(Exercise passage)
◇ ◇ ◇ ◇

A joint team from NRGene and Tel Aviv University has completed the mapping of the wild Emmer wheat genome in just one month, giving a significant boost to global research into crop improvement, improving global wheat yields and helping combat the world food crisis.

 Israeli scientists map wild Emmer wheat genome


Copyright: U. S. Department of Agriculture

Wild Emmer, the progenitor of today’s durum and bread wheat varieties, was one of the first crops to be domesticated about 10,000 years ago in the Middle East. According to Dr. Gil Ronen, CEO of NRGene, "Mapping the Emmer genome in Israel brings everything full circle. Aaron Aaronson identified the variety in Rosh Pina in 1906 and proved that Emmer wheat was the basis for the development of cultivated wheat."

Dr. Assaf Distelfeld and other scientists at Tel Avi University have been working on wheat improvement for more than 10 years. "Mapping Emmer wheat is critical to global wheat research as it is the direct ancestor of cultivated wheat," said Dr. Distelfeld, head of the Emmer wheat consortium. "With a genome map of Emmer wheat, scientists at universities, global seed research centers, and the major seed companies will be able to breed seeds with higher yields, better disease resistance, and more adaptability to extreme growing environments, such as drought or extreme heat conditions."
For example, wild Emmer wheat is rich in nutrients such as iron and zinc, and can be naturally crossed with cultivated wheat. Transferring this trait to bread could reduce malnutrition among those whose diet is based on this staple crop.

◇ ◇ ◇ ◇

(Record extracts)
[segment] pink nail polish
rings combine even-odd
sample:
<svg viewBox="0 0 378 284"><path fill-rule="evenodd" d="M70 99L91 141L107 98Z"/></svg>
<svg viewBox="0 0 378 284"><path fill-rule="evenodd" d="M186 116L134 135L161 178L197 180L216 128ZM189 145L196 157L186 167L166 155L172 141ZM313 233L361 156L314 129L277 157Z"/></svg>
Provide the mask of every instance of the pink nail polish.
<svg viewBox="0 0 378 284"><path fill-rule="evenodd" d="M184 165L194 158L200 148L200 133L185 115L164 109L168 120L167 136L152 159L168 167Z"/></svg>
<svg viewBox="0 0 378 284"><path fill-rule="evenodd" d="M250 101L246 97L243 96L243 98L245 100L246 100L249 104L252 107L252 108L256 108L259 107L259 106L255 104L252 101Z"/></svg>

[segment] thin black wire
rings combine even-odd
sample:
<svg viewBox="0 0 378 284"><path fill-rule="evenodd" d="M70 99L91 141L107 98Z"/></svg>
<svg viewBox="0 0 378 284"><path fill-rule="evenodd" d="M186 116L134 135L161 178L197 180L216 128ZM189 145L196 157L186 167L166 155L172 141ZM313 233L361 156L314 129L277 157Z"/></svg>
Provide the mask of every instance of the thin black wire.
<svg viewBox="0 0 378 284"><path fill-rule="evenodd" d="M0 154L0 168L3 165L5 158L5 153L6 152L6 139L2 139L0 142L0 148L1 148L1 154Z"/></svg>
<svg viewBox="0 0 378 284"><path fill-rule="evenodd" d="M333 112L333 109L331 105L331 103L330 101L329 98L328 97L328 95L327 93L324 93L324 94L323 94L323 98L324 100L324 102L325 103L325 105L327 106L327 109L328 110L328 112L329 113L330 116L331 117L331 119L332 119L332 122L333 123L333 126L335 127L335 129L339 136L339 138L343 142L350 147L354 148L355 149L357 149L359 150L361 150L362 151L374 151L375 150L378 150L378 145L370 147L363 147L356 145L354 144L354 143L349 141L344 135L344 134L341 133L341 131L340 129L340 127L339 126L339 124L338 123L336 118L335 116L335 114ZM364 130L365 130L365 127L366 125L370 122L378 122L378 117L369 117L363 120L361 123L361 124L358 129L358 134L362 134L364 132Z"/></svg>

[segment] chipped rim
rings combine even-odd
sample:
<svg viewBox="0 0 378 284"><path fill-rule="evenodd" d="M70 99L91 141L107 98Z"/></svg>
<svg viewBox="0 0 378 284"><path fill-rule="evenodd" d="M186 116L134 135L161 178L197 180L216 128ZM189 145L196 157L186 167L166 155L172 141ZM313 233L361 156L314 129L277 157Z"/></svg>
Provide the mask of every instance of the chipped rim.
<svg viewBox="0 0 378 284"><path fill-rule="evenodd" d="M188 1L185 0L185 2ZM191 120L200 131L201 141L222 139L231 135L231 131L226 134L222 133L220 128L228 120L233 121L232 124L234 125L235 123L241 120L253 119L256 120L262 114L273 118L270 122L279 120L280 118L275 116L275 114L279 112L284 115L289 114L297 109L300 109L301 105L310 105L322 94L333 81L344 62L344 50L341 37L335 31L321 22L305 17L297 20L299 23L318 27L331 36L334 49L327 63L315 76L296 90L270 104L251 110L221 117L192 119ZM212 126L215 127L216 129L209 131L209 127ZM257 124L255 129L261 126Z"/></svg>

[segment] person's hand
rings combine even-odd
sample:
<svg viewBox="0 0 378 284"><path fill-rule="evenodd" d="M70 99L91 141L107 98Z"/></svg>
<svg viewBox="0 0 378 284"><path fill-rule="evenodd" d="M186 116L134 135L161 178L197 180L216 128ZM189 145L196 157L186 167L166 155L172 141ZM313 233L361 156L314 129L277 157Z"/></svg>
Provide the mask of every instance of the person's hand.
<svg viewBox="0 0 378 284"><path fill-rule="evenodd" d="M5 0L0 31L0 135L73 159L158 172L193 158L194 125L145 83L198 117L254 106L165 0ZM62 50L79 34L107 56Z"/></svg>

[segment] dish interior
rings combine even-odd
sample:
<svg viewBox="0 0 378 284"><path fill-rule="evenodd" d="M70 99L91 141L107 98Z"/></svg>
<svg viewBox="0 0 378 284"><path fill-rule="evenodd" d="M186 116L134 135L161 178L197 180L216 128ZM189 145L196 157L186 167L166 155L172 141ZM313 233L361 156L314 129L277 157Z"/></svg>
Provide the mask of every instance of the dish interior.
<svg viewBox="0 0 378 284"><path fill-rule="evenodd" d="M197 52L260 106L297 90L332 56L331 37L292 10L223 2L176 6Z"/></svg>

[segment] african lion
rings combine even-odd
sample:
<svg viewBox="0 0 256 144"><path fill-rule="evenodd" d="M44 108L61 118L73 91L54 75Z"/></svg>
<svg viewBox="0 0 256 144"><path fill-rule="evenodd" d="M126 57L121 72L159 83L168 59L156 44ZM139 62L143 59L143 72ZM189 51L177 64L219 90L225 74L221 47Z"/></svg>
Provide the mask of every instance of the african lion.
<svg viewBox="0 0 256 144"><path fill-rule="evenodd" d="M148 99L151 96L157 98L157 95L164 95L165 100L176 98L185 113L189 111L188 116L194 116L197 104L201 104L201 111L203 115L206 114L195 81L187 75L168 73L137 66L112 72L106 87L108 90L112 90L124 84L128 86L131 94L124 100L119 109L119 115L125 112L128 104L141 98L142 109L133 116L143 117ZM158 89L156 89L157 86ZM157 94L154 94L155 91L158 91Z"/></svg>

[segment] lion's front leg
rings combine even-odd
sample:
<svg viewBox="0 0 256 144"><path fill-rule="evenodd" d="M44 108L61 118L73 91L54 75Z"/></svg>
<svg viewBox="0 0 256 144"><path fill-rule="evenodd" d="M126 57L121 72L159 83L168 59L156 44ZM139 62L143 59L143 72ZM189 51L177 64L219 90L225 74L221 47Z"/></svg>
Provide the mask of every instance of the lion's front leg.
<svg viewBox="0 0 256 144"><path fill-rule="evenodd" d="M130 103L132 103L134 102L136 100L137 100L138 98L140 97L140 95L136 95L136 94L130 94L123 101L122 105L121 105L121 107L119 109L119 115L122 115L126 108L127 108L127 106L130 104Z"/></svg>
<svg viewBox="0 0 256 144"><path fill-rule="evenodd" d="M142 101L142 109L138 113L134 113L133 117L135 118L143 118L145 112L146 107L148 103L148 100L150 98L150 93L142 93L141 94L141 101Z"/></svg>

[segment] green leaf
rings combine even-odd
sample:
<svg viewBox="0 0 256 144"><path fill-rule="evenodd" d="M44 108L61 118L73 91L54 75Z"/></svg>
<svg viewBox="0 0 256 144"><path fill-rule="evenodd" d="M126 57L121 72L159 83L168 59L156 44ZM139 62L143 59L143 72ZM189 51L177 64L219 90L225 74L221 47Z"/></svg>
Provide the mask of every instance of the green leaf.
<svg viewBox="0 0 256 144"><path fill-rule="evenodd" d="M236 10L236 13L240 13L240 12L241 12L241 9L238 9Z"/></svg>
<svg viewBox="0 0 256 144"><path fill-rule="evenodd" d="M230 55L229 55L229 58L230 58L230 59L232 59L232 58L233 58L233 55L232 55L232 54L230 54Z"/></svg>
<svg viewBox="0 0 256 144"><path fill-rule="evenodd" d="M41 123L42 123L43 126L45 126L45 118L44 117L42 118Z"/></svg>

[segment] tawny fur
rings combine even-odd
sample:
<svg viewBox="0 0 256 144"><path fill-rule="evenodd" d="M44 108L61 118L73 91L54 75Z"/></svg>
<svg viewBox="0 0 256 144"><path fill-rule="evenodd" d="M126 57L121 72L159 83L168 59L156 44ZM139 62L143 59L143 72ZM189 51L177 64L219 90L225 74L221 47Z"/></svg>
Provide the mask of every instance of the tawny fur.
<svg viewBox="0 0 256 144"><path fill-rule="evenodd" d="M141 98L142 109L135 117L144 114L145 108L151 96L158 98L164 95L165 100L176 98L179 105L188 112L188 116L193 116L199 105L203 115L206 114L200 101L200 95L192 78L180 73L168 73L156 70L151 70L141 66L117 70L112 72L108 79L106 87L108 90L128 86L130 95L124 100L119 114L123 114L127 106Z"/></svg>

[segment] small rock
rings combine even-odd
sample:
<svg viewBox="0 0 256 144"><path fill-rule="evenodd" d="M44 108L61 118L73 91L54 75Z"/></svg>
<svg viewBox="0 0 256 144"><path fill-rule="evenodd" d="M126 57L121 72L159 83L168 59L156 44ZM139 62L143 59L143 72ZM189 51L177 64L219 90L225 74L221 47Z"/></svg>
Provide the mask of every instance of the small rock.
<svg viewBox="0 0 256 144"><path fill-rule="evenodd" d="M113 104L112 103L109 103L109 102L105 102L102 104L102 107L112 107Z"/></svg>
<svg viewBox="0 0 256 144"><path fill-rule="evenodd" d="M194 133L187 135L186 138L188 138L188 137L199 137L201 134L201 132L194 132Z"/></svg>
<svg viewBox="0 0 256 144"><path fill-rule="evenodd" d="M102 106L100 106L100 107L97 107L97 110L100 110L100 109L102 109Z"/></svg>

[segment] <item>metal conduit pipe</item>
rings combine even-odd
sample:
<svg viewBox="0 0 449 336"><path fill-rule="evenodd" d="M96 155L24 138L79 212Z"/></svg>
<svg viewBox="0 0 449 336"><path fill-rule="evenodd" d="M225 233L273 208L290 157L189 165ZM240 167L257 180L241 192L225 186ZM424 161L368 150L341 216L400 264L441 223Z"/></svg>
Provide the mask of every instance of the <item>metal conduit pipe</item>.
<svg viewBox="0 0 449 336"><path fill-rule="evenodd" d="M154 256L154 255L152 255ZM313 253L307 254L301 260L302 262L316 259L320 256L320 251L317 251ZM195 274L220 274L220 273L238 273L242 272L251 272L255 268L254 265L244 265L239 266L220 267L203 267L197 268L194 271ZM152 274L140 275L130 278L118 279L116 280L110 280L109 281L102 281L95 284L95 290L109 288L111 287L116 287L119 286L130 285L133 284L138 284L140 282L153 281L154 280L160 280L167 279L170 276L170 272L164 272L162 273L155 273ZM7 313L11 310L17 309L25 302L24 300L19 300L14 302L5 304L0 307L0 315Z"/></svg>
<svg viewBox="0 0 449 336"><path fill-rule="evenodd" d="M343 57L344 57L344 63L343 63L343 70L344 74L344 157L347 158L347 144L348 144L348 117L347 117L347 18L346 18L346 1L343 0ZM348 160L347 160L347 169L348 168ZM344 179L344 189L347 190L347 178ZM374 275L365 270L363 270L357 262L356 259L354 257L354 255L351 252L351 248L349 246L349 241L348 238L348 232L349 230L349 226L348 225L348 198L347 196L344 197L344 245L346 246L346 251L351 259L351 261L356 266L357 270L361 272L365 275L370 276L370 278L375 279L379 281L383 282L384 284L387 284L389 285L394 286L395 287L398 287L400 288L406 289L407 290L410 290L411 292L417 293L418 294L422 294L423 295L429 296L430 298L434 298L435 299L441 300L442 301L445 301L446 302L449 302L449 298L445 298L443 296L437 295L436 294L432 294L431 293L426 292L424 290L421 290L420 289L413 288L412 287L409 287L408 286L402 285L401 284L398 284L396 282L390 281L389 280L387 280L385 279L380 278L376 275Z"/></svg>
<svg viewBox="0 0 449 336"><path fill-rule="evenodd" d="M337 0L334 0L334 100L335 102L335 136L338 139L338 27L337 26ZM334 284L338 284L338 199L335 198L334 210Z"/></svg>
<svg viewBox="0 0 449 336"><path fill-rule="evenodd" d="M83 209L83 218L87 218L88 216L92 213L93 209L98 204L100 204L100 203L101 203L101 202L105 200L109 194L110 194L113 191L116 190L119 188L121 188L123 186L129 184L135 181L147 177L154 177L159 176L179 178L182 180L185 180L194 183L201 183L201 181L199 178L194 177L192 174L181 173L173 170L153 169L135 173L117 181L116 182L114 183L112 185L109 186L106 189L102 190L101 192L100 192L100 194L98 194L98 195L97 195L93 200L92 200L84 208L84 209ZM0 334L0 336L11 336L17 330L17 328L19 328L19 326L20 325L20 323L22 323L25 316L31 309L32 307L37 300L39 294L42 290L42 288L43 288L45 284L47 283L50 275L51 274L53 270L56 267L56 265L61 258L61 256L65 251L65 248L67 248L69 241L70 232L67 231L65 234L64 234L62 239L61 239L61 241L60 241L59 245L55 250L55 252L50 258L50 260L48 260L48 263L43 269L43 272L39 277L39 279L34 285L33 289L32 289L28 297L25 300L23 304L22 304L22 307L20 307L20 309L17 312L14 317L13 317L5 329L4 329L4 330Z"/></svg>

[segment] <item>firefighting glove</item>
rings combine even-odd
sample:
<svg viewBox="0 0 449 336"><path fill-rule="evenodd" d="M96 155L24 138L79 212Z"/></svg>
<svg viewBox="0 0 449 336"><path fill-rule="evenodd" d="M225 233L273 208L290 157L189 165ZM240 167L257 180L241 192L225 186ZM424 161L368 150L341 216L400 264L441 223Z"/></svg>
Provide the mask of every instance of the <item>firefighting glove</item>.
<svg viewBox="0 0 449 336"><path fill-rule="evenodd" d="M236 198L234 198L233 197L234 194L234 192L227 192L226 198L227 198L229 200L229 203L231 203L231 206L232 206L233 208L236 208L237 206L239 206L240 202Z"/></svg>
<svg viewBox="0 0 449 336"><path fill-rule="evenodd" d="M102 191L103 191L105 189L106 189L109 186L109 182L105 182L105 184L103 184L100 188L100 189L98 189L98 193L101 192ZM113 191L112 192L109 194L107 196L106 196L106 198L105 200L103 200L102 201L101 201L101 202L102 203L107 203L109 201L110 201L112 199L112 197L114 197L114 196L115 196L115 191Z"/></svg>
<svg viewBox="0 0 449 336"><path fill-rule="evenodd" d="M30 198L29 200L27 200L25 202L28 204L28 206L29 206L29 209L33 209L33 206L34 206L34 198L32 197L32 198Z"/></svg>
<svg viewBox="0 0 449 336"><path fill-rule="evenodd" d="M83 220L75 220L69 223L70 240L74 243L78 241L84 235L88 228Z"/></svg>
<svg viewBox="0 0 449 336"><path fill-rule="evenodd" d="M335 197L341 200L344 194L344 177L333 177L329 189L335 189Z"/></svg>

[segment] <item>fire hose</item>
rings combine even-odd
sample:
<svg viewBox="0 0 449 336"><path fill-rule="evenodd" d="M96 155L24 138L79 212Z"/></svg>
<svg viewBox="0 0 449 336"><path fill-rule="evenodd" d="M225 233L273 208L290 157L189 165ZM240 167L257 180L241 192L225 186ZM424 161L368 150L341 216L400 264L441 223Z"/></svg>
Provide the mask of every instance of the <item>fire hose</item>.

◇ ◇ ◇ ◇

(Problem 1)
Using the article on the wild Emmer wheat genome, answer each question briefly:
(a) How long did it take to complete the mapping of the wild Emmer wheat genome?
(b) Where and in what year did Aaron Aaronson identify the variety?
(c) Which two nutrients is wild Emmer wheat said to be rich in?
(Problem 2)
Decide whether each statement agrees with the article on the wild Emmer wheat genome. Answer yes or no, and quote the words from the article that settle it.
(a) Wild Emmer was domesticated about 10,000 years ago in the Middle East.
(b) Dr. Gil Ronen heads the Emmer wheat consortium.
(c) Wild Emmer wheat cannot be crossed with cultivated wheat.
(Problem 3) Extend the article on the wild Emmer wheat genome with a few sentences that follow on from its last one.

(Task answer 1)
(a) One month.
(b) In Rosh Pina, in 1906.
(c) Iron and zinc.

(Task answer 2)
(a) Yes: "was one of the first crops to be domesticated about 10,000 years ago in the Middle East"
(b) No: "said Dr. Distelfeld, head of the Emmer wheat consortium"
(c) No: "can be naturally crossed with cultivated wheat"

(Task answer 3)
"The repercussions of the mapping will be felt around the world," continued Dr. Distelfeld. "Scientists will now be able to identify key genes in the Emmer wheat and introduce them into commercial wheat via classical breeding, creating hardier varieties across environmental conditions, ultimately increasing the global food supply."

Researchers participating in the program represent leading universities in Israel and across the globe, including Tel Aviv University, Hebrew University, Weizmann Institute of Science, University of Haifa, Ben Gurion University, and the Volcani Institute for Agricultural Research in Israel; United States Department of Agriculture; University of California, Davis; University of Illinois; University of Minnesota; University of New Hampshire; Sabanci University in Turkey; and IPK and MIPS research institutes in Germany.

NRGene, located in Ness Ziona, Israel, is a genomic big data company developing cutting-edge software and algorithms to reveal the complexity and diversity of plants and animals for the most advanced computational breeding. NRGene tools are already been employed by some of the leading seed companies as well the most influential teams in academics and NGOs.